Rewrite the entries below as a two-column CSV with the header instruction,coordinates: one row per entry, with the entry's text and its answer each in a double-quoted field and line breaks turned into spaces. Omit the pictures.

☆ ☆ ☆

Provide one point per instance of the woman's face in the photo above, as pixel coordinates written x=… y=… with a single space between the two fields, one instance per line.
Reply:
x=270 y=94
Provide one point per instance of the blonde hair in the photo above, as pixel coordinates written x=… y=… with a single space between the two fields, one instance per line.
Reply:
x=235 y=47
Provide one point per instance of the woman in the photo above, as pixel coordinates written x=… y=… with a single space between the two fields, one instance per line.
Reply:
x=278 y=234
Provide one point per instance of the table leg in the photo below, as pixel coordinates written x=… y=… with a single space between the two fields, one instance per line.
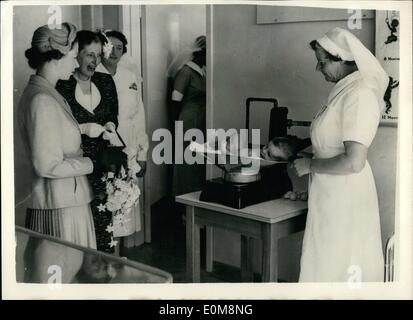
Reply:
x=209 y=248
x=271 y=234
x=247 y=274
x=192 y=246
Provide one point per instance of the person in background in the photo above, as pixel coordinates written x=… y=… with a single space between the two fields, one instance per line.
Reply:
x=94 y=102
x=131 y=118
x=189 y=99
x=59 y=202
x=342 y=235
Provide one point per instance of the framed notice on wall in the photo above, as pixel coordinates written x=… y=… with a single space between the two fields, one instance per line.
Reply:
x=388 y=53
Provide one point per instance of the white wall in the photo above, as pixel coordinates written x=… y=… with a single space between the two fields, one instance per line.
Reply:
x=275 y=60
x=166 y=30
x=26 y=20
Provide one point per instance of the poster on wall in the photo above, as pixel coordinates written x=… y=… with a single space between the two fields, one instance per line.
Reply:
x=387 y=52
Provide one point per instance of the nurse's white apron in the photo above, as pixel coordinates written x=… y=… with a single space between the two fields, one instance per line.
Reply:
x=342 y=240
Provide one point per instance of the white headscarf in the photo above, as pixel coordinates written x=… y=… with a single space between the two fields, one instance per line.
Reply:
x=346 y=46
x=185 y=56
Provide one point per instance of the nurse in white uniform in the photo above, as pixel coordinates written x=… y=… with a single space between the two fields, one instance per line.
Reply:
x=342 y=238
x=132 y=125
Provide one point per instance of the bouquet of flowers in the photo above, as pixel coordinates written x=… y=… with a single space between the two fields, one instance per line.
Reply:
x=122 y=194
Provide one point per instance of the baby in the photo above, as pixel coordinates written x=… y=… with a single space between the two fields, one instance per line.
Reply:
x=277 y=149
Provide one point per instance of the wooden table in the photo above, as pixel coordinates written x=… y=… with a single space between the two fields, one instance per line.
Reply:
x=266 y=221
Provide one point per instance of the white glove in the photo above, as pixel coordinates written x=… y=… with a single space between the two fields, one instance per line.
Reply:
x=91 y=129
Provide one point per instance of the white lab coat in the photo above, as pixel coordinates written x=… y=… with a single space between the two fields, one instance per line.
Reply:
x=342 y=240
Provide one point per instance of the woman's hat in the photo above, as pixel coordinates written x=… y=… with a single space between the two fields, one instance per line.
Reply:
x=46 y=38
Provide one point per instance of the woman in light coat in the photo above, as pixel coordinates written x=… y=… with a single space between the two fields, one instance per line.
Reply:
x=60 y=197
x=342 y=240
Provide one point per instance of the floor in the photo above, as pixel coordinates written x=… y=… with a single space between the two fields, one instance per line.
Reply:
x=167 y=249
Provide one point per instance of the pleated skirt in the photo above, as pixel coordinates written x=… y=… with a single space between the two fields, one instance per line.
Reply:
x=73 y=224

☆ ☆ ☆

■ **WRITTEN RESPONSE**:
instruction,coordinates
"Provide one point per instance of the woman's face in the photo above, as pixel coordinates written x=… y=… with a single space between the two fields, one instance per line. Reply:","x=270 y=94"
"Provide one point per instance of the blonde hair in the photo above, as pixel coordinates written x=… y=… with a single space between the two fields, one instance per line. Reply:","x=235 y=47"
"Provide one point per instance of the woman in the photo above, as pixel coordinates written x=… y=… with a single space between the two fields, one instance per line. Reply:","x=278 y=234"
"Provide one point per instance of the table leg in the photo below, as pixel coordinates written x=… y=… with a single space between the two fields, one instance per line. Reply:","x=209 y=248 x=271 y=234 x=247 y=274 x=192 y=246"
"Provide one point per instance of the person in background in the photo above, as pixel coordinates written x=… y=… with a single space between the two fields, one instance per line. Reply:","x=94 y=102 x=131 y=118 x=189 y=99 x=59 y=202 x=342 y=235"
"Provide one point per instance of the framed notice on wall in the photo above, as pixel coordinates written x=… y=… with a single space between the two fields, one instance per line. Reply:","x=388 y=53"
"Provide one point per instance of the white wall in the photo above, as pixel coordinates written x=… y=… with a single space between the two fields, one instance per line. Reply:","x=275 y=60 x=166 y=30 x=26 y=20"
"Provide one point per instance of the poster on wall in the photo above, as pixel coordinates written x=… y=… with a single space between the two fields, one instance per line. Reply:","x=387 y=52"
"Provide one point per instance of the nurse's white apron in the photo above, as pixel coordinates written x=… y=… with a single space between the two fields, one instance per line. Reply:","x=342 y=240"
"Provide one point per instance of the white headscarf in the photo above, as pixel coordinates written x=… y=… with a single space between the two fields, one instance per line. Reply:","x=346 y=46 x=185 y=56"
"Provide one point per instance of the nurse in white uniform in the photo above, as pixel coordinates written x=… y=… with a single space between the two fields, one instance per line. Reply:","x=342 y=238 x=132 y=125"
"Provide one point per instance of the bouquet of flowers in the photo above, as pixel coordinates written x=… y=… with a single space between the two fields, one instance per line. Reply:","x=122 y=194"
"Provide one point per instance of the baby in the photo above, as pixel coordinates written x=… y=… with a single space between the two fields, one instance per line. Reply:","x=277 y=149"
"Provide one point per instance of the wooden table in the photo above, as pixel coordinates written x=… y=… with a single space between the two fields, one instance per line. Reply:","x=266 y=221"
"Provide one point per instance of the white glove in the photo above, as pixel coordinates written x=… y=… with a single space between the two fields, one instance per line. Reply:","x=91 y=129"
"Provide one point per instance of the white lab coat in the photo above, as pixel coordinates written x=… y=… with a single space between the two fields, one instance per line. Reply:","x=342 y=240"
"Provide one point per instance of the woman's hat in the photo above, as pixel coordinates written x=… y=… with a single space between the two fields, one instance per line. Reply:","x=46 y=38"
"Provide one point per instance of the woman in light coat in the photo above, as pixel coordinates written x=… y=… with a single space between the two fields, one instance per line. Reply:","x=60 y=197 x=342 y=240"
"Provide one point per instance of the floor in the photo above, as pixel coordinates written x=… y=… with a single space between the two fields, one instance per line. Reply:","x=167 y=249"
"Provide one point per instance of the pleated skirt in the photo above, as pixel coordinates written x=… y=… with a single space between the two fields, one instance per line. Reply:","x=73 y=224"